Items from a labeling collection
________________________________________

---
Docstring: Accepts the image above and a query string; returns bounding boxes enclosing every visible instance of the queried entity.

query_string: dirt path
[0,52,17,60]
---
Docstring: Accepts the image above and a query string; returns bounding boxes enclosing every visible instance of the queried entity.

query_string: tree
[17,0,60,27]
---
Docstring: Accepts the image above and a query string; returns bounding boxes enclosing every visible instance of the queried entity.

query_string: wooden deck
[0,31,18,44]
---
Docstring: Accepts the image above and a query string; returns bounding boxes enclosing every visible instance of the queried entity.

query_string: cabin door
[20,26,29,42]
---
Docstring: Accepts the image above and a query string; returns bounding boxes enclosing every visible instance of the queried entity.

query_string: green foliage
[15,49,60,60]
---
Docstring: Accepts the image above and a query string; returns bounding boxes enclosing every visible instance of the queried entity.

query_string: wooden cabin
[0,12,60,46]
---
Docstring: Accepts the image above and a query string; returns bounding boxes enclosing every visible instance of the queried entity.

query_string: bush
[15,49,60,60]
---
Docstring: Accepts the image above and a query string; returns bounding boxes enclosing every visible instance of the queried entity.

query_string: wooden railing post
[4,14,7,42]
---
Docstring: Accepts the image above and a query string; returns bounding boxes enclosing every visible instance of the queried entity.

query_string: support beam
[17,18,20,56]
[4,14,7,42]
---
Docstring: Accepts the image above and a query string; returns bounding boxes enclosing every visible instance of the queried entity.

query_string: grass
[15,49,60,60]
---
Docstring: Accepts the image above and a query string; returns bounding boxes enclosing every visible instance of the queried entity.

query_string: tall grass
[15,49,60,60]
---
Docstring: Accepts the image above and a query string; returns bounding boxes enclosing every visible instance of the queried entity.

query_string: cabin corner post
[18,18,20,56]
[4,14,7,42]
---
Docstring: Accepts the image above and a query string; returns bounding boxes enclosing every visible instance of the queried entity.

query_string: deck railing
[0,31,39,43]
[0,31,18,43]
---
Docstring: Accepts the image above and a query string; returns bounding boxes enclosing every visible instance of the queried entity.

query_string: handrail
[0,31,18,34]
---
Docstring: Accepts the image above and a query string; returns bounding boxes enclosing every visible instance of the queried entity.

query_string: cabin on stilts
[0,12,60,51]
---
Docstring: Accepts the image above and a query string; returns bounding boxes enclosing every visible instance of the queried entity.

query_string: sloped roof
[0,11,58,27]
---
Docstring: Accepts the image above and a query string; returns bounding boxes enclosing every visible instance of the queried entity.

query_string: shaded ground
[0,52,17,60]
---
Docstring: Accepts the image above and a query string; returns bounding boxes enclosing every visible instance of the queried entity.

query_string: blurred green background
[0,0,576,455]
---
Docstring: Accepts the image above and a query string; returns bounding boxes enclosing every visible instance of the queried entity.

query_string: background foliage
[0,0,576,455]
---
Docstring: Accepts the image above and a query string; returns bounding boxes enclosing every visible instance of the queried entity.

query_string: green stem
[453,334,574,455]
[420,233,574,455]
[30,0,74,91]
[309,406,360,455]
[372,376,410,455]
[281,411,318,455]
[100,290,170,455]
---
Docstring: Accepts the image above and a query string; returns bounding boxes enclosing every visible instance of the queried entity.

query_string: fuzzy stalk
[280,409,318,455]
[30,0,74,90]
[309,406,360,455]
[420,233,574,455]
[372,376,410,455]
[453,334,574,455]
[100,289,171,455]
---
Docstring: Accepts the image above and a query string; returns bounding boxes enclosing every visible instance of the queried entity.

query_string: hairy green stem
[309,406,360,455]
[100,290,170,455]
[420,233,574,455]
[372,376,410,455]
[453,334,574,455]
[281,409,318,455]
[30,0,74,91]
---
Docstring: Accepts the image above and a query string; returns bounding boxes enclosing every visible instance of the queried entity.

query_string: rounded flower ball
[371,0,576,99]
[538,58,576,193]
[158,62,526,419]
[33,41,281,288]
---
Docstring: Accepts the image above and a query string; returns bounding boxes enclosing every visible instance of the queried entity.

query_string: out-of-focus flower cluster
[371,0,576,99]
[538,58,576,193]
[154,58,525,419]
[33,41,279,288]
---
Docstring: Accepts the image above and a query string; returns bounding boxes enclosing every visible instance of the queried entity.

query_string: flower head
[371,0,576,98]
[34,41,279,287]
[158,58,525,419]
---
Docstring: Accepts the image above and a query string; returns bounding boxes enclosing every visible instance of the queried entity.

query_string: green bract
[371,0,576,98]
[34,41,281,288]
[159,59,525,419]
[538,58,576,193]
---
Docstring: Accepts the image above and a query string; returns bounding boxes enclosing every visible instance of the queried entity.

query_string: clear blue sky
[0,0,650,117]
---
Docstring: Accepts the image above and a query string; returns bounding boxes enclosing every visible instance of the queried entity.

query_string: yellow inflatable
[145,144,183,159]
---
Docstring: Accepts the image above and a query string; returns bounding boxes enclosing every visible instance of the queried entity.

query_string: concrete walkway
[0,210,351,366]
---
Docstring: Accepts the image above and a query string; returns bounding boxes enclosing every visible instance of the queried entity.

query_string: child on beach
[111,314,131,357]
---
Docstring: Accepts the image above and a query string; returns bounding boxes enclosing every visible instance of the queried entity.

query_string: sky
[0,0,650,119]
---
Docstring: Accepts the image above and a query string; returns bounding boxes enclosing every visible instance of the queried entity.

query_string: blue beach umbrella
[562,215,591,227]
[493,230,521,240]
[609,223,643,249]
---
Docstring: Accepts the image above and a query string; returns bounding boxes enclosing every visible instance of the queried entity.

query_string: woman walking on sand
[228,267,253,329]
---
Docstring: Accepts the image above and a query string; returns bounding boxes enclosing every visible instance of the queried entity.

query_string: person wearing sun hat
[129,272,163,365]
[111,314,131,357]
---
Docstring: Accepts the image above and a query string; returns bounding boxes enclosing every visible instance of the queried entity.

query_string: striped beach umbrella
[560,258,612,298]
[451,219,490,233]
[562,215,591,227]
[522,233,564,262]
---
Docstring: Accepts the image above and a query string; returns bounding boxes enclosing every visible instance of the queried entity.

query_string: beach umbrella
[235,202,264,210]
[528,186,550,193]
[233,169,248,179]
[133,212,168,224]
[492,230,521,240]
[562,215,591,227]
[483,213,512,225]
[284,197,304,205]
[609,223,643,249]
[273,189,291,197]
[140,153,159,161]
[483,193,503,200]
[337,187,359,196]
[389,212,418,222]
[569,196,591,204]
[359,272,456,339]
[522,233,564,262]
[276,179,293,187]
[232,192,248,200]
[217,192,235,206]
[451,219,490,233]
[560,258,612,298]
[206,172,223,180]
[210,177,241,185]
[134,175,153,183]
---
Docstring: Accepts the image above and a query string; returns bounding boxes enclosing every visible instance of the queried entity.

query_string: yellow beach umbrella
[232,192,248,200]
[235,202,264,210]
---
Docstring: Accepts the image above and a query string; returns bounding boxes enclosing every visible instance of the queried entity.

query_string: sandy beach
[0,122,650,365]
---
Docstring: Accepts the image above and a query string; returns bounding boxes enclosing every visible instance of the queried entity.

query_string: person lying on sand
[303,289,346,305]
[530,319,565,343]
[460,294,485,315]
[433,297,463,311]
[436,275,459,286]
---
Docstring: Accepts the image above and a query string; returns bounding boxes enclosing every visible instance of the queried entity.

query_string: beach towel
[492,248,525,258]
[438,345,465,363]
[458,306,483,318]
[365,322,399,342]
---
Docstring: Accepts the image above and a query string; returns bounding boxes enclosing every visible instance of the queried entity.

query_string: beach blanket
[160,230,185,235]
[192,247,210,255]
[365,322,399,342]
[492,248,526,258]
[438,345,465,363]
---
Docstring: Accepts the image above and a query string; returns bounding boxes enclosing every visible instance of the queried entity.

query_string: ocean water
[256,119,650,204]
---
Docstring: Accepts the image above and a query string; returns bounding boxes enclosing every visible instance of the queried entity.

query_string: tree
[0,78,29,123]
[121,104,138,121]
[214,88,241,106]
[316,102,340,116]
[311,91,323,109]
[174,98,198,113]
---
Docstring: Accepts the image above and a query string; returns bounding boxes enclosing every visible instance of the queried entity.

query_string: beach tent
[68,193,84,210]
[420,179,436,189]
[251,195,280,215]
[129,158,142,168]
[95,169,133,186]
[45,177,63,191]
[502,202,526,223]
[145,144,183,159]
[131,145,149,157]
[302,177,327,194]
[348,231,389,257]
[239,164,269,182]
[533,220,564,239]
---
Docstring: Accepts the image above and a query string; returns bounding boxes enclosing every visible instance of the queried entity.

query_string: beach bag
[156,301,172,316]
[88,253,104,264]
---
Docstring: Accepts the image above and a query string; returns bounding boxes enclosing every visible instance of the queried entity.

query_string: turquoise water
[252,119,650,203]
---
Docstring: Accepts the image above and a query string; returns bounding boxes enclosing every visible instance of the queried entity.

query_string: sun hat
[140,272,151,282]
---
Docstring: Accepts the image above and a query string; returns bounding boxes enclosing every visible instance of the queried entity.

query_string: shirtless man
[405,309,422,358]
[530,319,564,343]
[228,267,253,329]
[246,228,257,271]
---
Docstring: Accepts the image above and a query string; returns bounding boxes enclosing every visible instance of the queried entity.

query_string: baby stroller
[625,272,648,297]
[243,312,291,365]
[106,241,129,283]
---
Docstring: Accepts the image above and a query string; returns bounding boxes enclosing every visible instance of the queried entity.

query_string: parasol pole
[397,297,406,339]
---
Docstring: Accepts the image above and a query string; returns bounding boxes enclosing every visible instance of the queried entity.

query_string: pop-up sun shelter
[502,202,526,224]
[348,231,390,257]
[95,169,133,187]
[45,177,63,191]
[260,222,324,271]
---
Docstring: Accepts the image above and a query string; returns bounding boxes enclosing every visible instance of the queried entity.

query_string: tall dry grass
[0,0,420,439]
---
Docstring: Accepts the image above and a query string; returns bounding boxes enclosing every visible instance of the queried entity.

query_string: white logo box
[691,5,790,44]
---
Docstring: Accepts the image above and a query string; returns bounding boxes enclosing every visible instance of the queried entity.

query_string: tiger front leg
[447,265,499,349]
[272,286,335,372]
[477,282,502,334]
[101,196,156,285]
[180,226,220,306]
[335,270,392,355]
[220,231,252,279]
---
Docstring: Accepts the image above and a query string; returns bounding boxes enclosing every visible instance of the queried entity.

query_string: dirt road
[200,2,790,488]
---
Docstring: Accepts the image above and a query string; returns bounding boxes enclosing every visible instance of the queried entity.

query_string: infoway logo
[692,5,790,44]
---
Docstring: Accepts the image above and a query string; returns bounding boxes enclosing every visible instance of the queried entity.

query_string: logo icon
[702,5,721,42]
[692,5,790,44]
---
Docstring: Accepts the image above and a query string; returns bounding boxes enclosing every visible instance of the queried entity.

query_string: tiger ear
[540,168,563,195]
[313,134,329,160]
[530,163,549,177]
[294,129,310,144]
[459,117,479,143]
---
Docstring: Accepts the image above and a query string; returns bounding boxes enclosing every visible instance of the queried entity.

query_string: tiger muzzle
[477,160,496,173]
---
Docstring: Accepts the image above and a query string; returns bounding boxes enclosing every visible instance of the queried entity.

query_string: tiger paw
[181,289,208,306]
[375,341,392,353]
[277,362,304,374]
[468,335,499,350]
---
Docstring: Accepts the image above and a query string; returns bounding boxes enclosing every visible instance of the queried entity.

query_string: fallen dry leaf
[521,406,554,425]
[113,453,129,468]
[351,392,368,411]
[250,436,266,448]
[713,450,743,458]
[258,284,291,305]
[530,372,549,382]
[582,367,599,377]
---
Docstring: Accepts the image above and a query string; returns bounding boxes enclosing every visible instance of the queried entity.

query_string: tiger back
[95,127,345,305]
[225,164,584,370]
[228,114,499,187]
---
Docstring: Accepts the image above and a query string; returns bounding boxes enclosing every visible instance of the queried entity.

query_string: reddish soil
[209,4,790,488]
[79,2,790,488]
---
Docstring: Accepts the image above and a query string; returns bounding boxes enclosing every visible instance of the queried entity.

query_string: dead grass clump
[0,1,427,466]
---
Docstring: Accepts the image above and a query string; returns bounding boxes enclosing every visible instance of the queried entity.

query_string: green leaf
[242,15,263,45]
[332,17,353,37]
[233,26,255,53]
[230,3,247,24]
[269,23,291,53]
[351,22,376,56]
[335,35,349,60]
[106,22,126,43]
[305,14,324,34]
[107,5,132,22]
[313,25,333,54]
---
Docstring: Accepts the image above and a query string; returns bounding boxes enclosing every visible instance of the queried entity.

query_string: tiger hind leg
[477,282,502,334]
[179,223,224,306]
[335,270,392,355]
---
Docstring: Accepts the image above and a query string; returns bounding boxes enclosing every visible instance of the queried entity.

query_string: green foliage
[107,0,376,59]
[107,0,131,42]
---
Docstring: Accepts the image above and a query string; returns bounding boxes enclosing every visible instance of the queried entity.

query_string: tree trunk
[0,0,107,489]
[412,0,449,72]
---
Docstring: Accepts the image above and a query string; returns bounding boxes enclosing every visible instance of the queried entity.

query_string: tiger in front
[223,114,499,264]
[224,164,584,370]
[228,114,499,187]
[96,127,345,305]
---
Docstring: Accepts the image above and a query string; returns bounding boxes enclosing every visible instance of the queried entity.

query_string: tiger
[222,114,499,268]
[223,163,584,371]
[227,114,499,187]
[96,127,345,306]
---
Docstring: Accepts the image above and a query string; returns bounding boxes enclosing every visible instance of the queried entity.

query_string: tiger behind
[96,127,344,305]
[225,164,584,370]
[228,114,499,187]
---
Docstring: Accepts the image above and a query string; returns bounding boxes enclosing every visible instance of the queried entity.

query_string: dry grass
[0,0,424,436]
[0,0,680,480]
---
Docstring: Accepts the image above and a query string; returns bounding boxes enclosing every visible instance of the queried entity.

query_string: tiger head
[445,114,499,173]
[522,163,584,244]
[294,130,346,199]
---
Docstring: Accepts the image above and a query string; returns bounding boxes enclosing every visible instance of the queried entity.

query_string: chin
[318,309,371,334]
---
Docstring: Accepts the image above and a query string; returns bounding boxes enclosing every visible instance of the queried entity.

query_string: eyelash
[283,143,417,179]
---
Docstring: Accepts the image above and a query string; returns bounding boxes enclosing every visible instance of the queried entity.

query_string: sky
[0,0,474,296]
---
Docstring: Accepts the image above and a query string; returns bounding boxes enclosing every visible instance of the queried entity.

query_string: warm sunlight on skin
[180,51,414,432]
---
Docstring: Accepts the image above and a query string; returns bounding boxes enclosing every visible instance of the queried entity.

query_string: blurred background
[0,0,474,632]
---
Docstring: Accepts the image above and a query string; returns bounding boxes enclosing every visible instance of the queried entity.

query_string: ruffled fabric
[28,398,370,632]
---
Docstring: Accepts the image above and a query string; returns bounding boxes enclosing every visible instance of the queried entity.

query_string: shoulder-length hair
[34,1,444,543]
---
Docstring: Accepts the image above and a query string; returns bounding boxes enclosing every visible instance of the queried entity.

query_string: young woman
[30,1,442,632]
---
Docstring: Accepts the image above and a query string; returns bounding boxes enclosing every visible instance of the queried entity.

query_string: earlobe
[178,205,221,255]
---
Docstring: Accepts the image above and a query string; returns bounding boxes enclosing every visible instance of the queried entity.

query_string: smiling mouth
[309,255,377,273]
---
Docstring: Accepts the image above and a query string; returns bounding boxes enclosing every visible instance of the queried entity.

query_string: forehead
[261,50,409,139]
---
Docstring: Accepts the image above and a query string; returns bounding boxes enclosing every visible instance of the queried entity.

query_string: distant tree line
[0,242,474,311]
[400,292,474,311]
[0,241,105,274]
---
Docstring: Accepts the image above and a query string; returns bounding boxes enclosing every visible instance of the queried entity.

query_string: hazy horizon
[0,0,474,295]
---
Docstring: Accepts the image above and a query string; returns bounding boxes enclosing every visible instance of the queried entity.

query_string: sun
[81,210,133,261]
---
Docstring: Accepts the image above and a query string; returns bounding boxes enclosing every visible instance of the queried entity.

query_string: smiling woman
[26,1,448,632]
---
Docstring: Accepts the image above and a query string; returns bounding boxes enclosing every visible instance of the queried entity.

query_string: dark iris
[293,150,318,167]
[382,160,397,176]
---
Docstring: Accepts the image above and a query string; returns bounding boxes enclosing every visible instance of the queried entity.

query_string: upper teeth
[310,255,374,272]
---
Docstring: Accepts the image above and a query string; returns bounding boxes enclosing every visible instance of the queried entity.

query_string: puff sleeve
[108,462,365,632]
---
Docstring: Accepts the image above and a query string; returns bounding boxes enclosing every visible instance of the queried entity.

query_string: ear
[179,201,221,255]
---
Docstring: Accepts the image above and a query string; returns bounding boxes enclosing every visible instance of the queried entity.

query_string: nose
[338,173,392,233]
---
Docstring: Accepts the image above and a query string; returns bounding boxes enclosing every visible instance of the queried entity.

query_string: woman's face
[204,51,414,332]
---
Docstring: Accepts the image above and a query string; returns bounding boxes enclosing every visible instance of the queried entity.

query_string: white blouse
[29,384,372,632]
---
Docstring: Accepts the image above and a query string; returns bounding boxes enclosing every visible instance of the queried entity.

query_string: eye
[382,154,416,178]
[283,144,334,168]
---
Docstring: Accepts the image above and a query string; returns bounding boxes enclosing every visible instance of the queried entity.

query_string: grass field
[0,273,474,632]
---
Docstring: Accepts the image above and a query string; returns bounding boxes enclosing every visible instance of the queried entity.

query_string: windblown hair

________________________________________

Gather every line from the lines above that contains the string "blurred", copying each one in full.

query_string: blurred green background
query_string: blurred background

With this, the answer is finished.